• **The problem**:
Copy every one of the rows below character for character, changing nothing.
Start of Rows
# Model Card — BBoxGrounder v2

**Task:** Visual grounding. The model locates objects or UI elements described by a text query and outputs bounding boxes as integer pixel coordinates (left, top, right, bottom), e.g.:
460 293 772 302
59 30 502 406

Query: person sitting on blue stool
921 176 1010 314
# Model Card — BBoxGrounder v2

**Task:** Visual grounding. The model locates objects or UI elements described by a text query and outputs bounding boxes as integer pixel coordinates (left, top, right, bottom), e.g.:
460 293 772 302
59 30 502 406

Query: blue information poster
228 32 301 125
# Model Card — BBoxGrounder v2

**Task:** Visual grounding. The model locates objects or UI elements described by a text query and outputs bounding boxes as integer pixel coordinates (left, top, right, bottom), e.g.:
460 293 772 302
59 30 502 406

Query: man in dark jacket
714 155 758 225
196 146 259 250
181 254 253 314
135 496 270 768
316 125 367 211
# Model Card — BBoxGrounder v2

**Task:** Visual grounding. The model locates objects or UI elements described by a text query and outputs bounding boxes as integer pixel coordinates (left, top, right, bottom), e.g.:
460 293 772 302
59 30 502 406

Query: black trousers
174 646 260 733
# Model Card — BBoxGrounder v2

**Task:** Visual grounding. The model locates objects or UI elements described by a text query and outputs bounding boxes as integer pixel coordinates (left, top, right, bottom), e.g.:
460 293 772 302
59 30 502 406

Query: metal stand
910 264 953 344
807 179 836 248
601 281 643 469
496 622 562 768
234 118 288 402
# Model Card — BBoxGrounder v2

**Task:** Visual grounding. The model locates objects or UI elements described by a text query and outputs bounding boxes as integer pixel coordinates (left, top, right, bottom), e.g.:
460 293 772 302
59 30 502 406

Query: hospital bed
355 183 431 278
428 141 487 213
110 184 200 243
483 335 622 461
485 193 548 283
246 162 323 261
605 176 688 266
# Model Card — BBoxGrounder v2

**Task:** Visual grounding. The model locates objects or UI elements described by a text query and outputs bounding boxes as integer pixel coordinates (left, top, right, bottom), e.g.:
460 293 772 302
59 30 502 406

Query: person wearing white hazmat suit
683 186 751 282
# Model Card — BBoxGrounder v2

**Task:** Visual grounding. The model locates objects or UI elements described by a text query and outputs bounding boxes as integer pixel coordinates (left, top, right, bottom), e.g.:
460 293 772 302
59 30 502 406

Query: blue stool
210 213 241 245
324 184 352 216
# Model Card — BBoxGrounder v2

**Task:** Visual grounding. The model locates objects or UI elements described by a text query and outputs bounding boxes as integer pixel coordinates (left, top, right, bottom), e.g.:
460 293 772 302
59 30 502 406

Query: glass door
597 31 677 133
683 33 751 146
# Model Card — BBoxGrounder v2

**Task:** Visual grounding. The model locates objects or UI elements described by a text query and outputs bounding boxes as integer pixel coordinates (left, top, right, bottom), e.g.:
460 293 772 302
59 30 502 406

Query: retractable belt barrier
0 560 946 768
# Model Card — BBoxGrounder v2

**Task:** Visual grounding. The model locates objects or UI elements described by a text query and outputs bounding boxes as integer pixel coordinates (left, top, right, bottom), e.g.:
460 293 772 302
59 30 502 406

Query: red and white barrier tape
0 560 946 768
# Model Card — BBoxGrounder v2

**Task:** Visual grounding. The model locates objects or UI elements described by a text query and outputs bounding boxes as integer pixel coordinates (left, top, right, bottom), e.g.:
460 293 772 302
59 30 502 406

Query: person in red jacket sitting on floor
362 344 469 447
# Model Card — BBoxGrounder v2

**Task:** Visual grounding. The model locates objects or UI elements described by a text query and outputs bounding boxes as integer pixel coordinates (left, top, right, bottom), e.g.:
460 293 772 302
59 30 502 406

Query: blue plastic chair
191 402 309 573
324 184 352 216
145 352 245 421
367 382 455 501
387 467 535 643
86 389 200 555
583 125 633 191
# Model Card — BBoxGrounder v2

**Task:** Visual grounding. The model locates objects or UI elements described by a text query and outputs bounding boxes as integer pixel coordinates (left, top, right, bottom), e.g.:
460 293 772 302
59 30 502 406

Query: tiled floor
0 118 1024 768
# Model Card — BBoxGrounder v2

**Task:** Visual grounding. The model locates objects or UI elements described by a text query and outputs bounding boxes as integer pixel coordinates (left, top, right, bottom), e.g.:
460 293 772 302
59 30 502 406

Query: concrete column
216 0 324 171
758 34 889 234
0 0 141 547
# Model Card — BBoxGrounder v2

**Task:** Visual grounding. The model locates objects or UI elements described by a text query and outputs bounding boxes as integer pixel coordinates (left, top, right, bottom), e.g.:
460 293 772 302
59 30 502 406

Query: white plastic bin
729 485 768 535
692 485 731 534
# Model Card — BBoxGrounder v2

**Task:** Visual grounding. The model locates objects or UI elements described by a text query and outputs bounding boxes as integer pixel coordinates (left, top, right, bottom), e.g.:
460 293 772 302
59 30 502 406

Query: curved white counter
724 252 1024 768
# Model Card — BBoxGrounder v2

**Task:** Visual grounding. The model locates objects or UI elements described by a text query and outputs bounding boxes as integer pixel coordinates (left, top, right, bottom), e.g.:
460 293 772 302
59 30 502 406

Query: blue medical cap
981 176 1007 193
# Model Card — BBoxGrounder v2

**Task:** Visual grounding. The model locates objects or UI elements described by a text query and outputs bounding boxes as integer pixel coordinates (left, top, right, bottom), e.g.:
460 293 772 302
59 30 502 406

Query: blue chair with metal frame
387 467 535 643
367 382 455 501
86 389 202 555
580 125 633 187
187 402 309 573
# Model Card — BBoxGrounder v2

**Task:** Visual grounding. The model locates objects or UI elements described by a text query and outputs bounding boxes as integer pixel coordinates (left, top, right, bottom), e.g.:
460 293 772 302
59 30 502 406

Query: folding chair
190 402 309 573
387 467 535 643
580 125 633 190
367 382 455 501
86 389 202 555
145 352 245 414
End of Rows
• **Complete answer**:
# Model Card — BBoxGrounder v2

**Task:** Visual grounding. The model locates objects or UI elements described by a text query and outputs bounding boxes as integer pixel coordinates (left, top, right, bottom), e.g.:
460 293 772 302
59 30 502 406

Query: person sitting on blue stool
921 176 1010 314
# Model Card — BBoxGrounder v2

**Task:** Visual grounding. The model locates objects or UI elements described by a text query and outputs bounding boxes as integer pixel coordinates (left, top, right, bottom), e.g.:
460 293 772 302
59 30 502 406

Query: blue information poster
228 32 301 125
# Model Card — BBoxGrounder v2

**Task:** Visual grounding. The model locates objects or UI elements described by a text query and outputs bounding boxes as integer pixel coordinates (left, top, right, bottom), e.g.:
460 293 772 302
59 30 502 406

Query: man in dark jacket
714 155 758 225
196 146 259 250
181 254 253 314
135 496 270 768
316 125 367 211
# Model Card — BBoxGrounder v2

**Task:** Visual grounding. The model locates objects or UI elements described by a text query and outputs bounding boxes as integer pixel coordinates (left, top, right, bottom), e.g.:
460 293 772 302
59 30 502 406

Query: black trousers
174 646 260 733
# Model Card — BBoxGrounder v2

**Task:** Visual grounding. The model locates objects or UI elements described by a text query and outputs bounding boxes as integer pixel coordinates (left, top, right, bottom), e.g.:
460 293 772 302
59 30 502 406

Query: metal stand
910 264 953 344
807 179 836 248
601 281 643 469
496 622 562 768
234 118 288 402
# Model Card — BBoxGrounder v2

**Task:** Visual grounding. The model locates objects or UI elements described by a text query and outputs bounding boxes as integer pixel coordinates (left, top, right, bottom), e.g.:
460 293 772 302
59 30 502 406

Query: hospital bed
355 183 431 278
428 141 487 213
110 184 200 243
483 335 622 461
485 193 548 283
246 162 323 261
605 176 688 266
# Model Card — BBoxGrounder v2

**Task:** Visual grounding. The model locates objects or UI elements described by a text query and outputs bounding boxes as integer pixel coordinates (left, top, right, bottom), e.g.:
460 293 772 302
59 30 502 406

Query: person wearing white hazmat suit
683 186 751 282
# Model Card — BBoxGrounder v2

**Task:** Visual grounding. The model locates objects or UI elements described by a text query and outputs bounding boxes as integer pixel coordinates (left, top, right, bottom), e.g.:
460 293 772 302
59 30 502 406

Query: blue stool
210 213 241 245
324 184 352 216
# Model Card — BBoxGrounder v2

**Task:** Visual grounding. The model locates objects or UI elements described by a text query and outputs bounding boxes as integer pixel coordinates (left, top, right, bottom), e.g.:
460 293 772 302
59 30 502 406

Query: glass door
597 31 677 133
683 33 751 146
# Model Card — BBoxGrounder v2

**Task:** Visual grounding. The model locates objects or UI elements described by a text query and outputs bounding boxes as integer pixel coordinates (left, top, right, bottom), e.g.:
460 293 772 302
59 30 502 406

Query: retractable belt barrier
0 560 946 768
# Model Card — BBoxGrounder v2

**Task:** Visual grounding. The model locates objects or UI elements described by a text query and outputs bounding boxes as integer pixel coordinates (left, top, right, bottom), e.g.:
460 293 772 302
59 30 502 406

Query: red and white barrier tape
0 560 946 768
# Model Card — BBoxGrounder v2

**Task:** Visual grounding. The model locates objects or UI elements described by a text query and outputs bounding boxes as integer pixel coordinates (left, top, right, bottom), e.g.:
460 293 772 302
59 30 502 406

Query: person in red jacket sitting on floor
362 344 469 447
# Model Card — BBoxGrounder v2

**Task:** Visual grounding. The model locates objects or UI elements described by a text query and outputs bounding boxes as integer pixel coordinates (left, top, right, bottom), e.g.:
460 293 772 302
59 30 502 406

Query: blue plastic chair
191 402 309 573
324 184 352 216
145 352 245 421
367 382 455 501
387 467 535 643
86 389 200 555
583 125 633 191
# Model Card — BBoxGrounder v2

**Task:** Visual grounding. The model locates objects or UI elements described by a text query and outputs bounding boxes as integer pixel coordinates (left, top, right, bottom), e.g.:
460 293 772 302
59 30 502 406

Query: tiled floor
0 118 1024 768
# Model Card — BBoxGrounder v2

**Task:** Visual grounding. The model locates objects or UI elements described by a text query and outputs bounding boxes as integer pixel coordinates (left, top, right, bottom), e.g.:
460 293 772 302
59 30 502 406

Query: concrete column
216 0 324 171
758 34 889 234
0 0 141 547
# Model Card — BBoxGrounder v2

**Task:** Visual grounding. The model locates objects or UI elements described by a text query and outputs bounding boxes as integer pixel coordinates (left, top, right, bottom), e.g.:
460 293 772 302
59 30 502 406

Query: white plastic bin
729 485 768 535
692 485 731 534
# Model Card — BBoxGrounder v2

**Task:** Visual grounding. The model locates objects or UI elements described by a text query and outputs bounding boxes as integer pixel coordinates (left, top, right, bottom), e.g.:
460 293 772 302
59 30 502 406

Query: curved white counter
724 252 1024 768
# Model Card — BBoxGrounder v2

**Task:** Visual grounding. The model locates objects or UI elements described by a text query and outputs bounding boxes as integer pixel coordinates (left, top, right, bottom), e.g.:
460 293 772 302
59 30 502 406

Query: blue medical cap
981 176 1007 193
# Model Card — BBoxGrounder v2

**Task:** Visual grounding. The model locates objects or UI elements described by a text query and outputs bounding boxes as integer pixel coordinates (left, top, right, bottom), e.g.:
460 293 772 302
59 30 502 406

Query: blue chair with metal frame
387 467 535 643
367 382 455 501
86 389 202 555
580 125 633 187
187 402 309 573
# Model Card — BBoxGrounder v2

**Task:** Visual grounding. The model locates objects or UI elements described by a text query and outputs bounding boxes as integer pixel coordinates (left, top, right, bottom), e.g.:
460 293 772 302
59 30 502 406

Query: folding chair
190 402 309 573
387 467 535 643
580 125 633 190
367 382 455 501
86 389 202 555
145 352 245 414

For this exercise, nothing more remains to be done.